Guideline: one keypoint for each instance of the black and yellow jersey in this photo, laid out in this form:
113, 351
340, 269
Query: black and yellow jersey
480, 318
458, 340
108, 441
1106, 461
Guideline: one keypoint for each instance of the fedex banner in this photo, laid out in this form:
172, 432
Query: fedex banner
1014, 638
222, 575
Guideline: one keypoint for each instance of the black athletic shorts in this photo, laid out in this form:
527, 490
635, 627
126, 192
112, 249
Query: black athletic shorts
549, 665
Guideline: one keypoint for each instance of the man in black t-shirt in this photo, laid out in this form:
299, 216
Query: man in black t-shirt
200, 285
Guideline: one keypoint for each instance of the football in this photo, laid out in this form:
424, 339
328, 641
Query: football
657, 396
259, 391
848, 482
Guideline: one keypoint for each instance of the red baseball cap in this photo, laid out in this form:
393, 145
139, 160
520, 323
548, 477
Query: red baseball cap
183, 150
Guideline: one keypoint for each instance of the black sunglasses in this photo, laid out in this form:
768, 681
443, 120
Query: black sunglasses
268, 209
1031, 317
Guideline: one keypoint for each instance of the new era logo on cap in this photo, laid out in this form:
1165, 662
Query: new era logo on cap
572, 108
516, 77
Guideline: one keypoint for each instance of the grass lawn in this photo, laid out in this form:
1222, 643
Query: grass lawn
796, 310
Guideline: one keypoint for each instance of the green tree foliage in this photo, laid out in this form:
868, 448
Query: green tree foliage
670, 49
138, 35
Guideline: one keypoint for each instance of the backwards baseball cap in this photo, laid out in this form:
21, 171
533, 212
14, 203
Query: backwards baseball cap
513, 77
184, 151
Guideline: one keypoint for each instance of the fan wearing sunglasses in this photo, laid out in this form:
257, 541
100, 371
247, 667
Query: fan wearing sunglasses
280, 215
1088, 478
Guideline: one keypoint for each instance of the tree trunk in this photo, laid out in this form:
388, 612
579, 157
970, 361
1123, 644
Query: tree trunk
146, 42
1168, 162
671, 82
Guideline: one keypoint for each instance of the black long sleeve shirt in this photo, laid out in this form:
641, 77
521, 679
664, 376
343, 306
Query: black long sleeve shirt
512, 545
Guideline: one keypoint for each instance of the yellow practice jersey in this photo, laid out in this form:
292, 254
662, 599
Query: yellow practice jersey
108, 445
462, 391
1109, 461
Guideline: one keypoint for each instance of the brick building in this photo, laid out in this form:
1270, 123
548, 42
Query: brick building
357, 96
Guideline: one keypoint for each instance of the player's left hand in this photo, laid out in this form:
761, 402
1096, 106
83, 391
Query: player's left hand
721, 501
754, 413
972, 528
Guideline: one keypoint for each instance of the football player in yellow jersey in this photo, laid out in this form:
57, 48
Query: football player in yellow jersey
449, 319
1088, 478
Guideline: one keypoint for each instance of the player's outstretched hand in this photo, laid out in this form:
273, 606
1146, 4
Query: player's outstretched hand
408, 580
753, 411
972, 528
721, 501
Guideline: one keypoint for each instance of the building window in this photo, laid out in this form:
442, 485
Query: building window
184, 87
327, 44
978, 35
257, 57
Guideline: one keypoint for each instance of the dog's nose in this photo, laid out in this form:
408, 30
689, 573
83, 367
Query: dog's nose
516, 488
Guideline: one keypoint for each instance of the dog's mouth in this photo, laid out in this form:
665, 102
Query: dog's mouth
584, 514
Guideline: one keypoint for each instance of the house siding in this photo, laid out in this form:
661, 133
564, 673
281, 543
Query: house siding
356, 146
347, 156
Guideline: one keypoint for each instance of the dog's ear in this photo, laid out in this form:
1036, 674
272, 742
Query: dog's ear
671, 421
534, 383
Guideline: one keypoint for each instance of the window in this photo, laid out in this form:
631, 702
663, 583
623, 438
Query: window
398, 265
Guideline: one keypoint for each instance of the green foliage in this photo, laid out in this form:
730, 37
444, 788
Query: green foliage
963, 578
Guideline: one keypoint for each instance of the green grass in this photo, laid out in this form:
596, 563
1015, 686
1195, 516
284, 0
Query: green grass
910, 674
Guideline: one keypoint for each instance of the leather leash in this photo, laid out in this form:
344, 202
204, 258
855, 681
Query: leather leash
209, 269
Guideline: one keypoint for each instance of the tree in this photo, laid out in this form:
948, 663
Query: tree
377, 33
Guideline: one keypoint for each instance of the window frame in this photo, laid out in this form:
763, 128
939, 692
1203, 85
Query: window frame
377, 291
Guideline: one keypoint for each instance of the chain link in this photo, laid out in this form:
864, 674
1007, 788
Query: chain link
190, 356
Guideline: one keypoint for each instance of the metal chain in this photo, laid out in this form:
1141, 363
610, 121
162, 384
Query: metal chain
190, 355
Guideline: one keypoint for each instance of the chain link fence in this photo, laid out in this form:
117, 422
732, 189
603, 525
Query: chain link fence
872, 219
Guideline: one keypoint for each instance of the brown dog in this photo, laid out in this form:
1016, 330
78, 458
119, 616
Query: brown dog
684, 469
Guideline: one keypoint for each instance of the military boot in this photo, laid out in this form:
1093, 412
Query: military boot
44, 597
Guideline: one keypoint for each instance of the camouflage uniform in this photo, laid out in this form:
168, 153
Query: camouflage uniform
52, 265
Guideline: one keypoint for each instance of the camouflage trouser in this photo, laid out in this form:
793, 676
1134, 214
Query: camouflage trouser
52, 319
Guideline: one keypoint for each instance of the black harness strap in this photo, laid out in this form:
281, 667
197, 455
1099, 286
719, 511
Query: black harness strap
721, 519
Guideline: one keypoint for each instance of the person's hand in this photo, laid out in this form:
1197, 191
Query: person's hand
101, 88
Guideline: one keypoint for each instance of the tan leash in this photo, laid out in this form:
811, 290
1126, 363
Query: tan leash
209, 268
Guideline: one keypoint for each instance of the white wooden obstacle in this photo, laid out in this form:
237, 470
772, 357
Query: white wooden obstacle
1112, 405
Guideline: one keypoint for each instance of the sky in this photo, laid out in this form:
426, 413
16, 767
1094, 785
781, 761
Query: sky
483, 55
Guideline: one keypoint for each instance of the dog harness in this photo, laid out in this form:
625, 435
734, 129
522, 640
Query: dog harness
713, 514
____________
▶ Exercise:
Repeat the data in full. Alter nothing.

▶ Answer box:
Guideline: one keypoint for each instance of the black and yellow jersey in this photo, laid out in this form:
113, 351
340, 269
Query: black and yellow jersey
480, 318
458, 340
108, 441
1106, 461
Guideline: one keypoint for each instance of the fedex banner in this photo, laid out in this form:
172, 432
Query: fedex banner
1014, 638
222, 575
Guideline: one keypoint for each instance of the black athletic shorts in this photo, laid out in this form:
527, 490
635, 627
126, 192
112, 249
Query: black athletic shorts
549, 665
Guideline: one keypoint for each instance of the man in black t-shirt in this photo, laid out in this form:
299, 216
Query: man in black t-shirt
200, 285
Guideline: one keypoint for each instance of the football in this photo, laid out in this form:
424, 339
328, 641
Query: football
657, 396
259, 391
848, 482
Guideline: one keypoint for each instance of the red baseball cap in this photo, laid out in this form:
393, 145
139, 160
520, 323
548, 477
Query: red baseball cap
183, 150
Guideline: one keypoint for each instance of the black sunglasses in this photo, laid out in this form:
768, 681
443, 120
Query: black sunglasses
268, 209
1031, 317
Guideline: one keypoint for each instance of the new era logo on cap in this photo, laid out in this form:
1165, 662
Query: new era logo on cap
572, 108
516, 77
Guideline: one keypoint for each instance of the grass lawn in this photo, laid out in this form:
1222, 643
Query: grass lawn
796, 310
Guideline: one keypoint for each instance of the green tree foliage in this photo, laid out in this form:
868, 448
Query: green tree foliage
670, 49
138, 35
Guideline: one keypoint for each instance of the backwards baseball cap in this photo, laid out in this form:
21, 171
533, 212
14, 203
Query: backwards baseball cap
513, 77
184, 151
Guideline: one keypoint for each instance of the fan wearing sunglasses in this photo, laid out in this form:
257, 541
100, 371
247, 667
Query: fan wearing sunglasses
280, 215
1088, 478
Guideline: one keypoint for each instance of the tree trunk in this photo, laid out in this form:
388, 612
579, 157
970, 361
1123, 644
Query: tree trunk
146, 42
1168, 162
671, 82
Guideline: one keypoint for each instance of the black long sleeve shirt in this photo, laid out in this form:
641, 77
521, 679
664, 376
343, 306
Query: black long sleeve shirt
512, 545
Guideline: one keypoint for each instance of the yellow practice jersey in this photo, laid out in this form:
292, 254
662, 599
Query: yellow practice jersey
108, 445
462, 391
1109, 461
Guideline: one keypoint for each instance of the brick building in this photo, laid out in this form:
1270, 123
548, 42
Query: brick building
357, 96
Guideline: one keypoint for each instance of the player's left hand in this photo, laid out in this form:
761, 402
1096, 106
83, 391
Query: player's left hand
721, 501
754, 413
972, 528
Guideline: one keypoint for each instance of the football player in yellow jersey in this photo, laid out in this form:
57, 48
Query: football player in yellow jersey
449, 319
1088, 478
Guideline: one keypoint for each instance of the player's outstretched hand in this photo, laid out in this form:
273, 606
1146, 4
Query: player's outstretched hand
408, 580
753, 411
972, 528
721, 501
Guideline: one keypoint for each instance of the building window in this photo, laid out in this form:
442, 485
Query: building window
184, 87
327, 44
978, 35
257, 57
Guideline: one keypoint for each instance of the dog's nose in this photo, laid out in this form:
408, 30
689, 573
83, 367
Query: dog's nose
516, 488
Guideline: one keypoint for each instance of the dog's mouth in this photo, laid out in this form:
665, 102
Query: dog's mouth
584, 514
Guideline: one keypoint for each instance of the house siding in this photo, laid out in this form:
661, 133
564, 673
281, 543
Query: house siding
356, 146
347, 156
Guideline: one keypoint for each instance of the dog's ear in this photo, laid out in this form:
1036, 674
272, 742
Query: dog's ear
671, 421
534, 383
Guideline: one keypoint for each instance of the window in this photo, laid out in this form:
631, 702
663, 583
623, 438
Query: window
398, 265
Guideline: one keypoint for each instance of the green foliage in this photo, laid out in this form:
730, 37
444, 788
Query: green foliage
963, 578
Guideline: one keypoint for each instance of the green grass in this photo, laid out in this form:
596, 563
1015, 686
1195, 516
284, 0
Query: green grass
910, 674
Guideline: one keypoint for each instance of the leather leash in this photo, laid out in this form:
344, 202
204, 258
855, 681
Query: leather leash
209, 269
Guideline: one keypoint for each instance of the tree in this photo, laid out in this form:
948, 663
Query: tree
377, 33
Guideline: one keypoint for each instance of the window frame in this photo, laid out in this form:
763, 128
939, 692
1203, 85
Query: window frame
377, 291
Guideline: one keypoint for each instance of the chain link in this photo, laid out in this form:
864, 674
1007, 788
Query: chain link
190, 356
Guideline: one keypoint for each instance of the metal chain in this photo, laid out in this form:
1141, 363
610, 121
162, 384
Query: metal chain
190, 355
Guideline: one keypoint for each instance of the chain link fence in this photo, laid out in this form:
117, 422
732, 189
603, 525
Query: chain link fence
872, 219
Guideline: one keypoint for each instance of the brown dog in this photo, laid out in this form:
1016, 330
78, 458
119, 616
Query: brown dog
684, 469
Guideline: one keypoint for each instance of the military boot in this photo, laid out in this form:
1093, 412
Query: military boot
44, 597
Guideline: one keypoint for each instance of the camouflage uniform in this photo, laid out in this form:
168, 153
Query: camouflage uniform
52, 265
Guideline: one keypoint for each instance of the camouflage trouser in this photo, laid out in this form:
793, 676
1134, 214
Query: camouflage trouser
52, 319
Guideline: one keypoint for each instance of the black harness strap in this photo, laid out in this form:
281, 667
197, 455
1099, 286
719, 511
Query: black harness strap
721, 519
Guideline: one keypoint for each instance of the person's hand in this photo, laid out in this form:
1197, 191
Query: person's hand
101, 88
Guideline: one keypoint for each instance of the tan leash in this photo, laid out in this form:
811, 290
1126, 363
Query: tan leash
209, 268
Guideline: one keypoint for each instance of the white wooden obstacle in this photo, laid out in this form:
237, 470
772, 357
Query: white wooden obstacle
1112, 405
Guideline: one keypoint for each instance of the sky in this photo, laid out in this form:
426, 413
16, 767
1094, 785
781, 761
Query: sky
483, 55
Guideline: one keypoint for each instance of the dog harness in this photo, laid out in this form:
625, 435
734, 129
522, 640
Query: dog harness
713, 514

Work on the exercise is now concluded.